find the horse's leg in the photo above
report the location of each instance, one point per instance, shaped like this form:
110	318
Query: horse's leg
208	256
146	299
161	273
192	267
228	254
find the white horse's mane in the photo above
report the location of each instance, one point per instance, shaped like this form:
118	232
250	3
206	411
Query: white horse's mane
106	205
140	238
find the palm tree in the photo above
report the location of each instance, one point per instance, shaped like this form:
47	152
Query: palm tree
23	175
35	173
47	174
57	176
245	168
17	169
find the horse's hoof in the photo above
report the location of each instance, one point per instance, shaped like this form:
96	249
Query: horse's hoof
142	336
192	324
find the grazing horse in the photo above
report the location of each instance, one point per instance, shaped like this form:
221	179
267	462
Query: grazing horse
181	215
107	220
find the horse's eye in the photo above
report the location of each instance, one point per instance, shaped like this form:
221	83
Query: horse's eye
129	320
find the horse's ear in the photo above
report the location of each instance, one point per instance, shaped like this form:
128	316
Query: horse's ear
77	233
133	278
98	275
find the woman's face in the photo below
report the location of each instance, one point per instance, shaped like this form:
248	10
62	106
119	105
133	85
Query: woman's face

* * * *

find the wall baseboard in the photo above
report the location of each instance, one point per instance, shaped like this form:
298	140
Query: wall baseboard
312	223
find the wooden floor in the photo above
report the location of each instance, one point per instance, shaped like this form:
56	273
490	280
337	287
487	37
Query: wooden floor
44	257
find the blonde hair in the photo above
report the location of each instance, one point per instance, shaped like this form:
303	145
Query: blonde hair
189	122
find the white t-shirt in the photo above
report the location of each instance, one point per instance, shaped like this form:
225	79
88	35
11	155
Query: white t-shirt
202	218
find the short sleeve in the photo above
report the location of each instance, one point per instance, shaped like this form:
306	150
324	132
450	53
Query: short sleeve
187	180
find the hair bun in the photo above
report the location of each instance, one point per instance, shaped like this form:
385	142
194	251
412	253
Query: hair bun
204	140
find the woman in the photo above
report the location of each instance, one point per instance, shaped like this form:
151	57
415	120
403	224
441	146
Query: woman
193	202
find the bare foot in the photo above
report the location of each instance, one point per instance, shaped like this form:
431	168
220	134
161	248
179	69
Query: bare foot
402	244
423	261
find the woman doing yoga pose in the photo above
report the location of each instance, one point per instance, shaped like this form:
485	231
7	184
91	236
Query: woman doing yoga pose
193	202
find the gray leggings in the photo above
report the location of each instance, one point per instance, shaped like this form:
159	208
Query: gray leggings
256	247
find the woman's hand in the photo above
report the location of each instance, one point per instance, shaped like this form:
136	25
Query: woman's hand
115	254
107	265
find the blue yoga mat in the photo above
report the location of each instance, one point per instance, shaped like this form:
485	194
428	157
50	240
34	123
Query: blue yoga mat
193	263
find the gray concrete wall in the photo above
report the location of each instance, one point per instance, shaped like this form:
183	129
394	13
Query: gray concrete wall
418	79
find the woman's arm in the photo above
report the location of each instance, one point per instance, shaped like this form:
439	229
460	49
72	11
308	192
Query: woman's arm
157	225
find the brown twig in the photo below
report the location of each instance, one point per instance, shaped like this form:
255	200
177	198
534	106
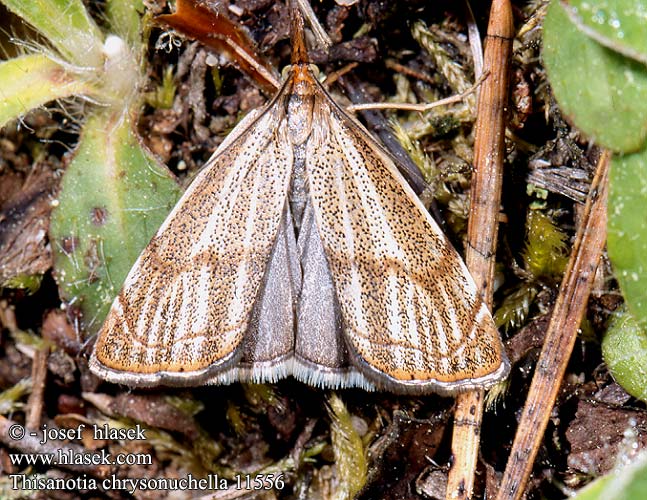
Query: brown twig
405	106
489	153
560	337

* * * *

| Directions for this task |
The lines above from the one with "find the horse's leg in the photo above" through the one with "find the palm tree in the photo above" are to be duplicated exactly, ends included, with nothing added.

| Reply to the exercise |
find the horse's leg in the photo above
report the location of each instance, one point per instance, shaped like this form:
110	318
Query: horse's leg
208	256
146	299
161	273
192	267
228	254
find the white horse's mane in the photo above
report the location of each instance, one point per instance, shaped like this form:
118	232
250	3
206	411
Query: white horse's mane
106	205
140	238
find the palm tree in the photo above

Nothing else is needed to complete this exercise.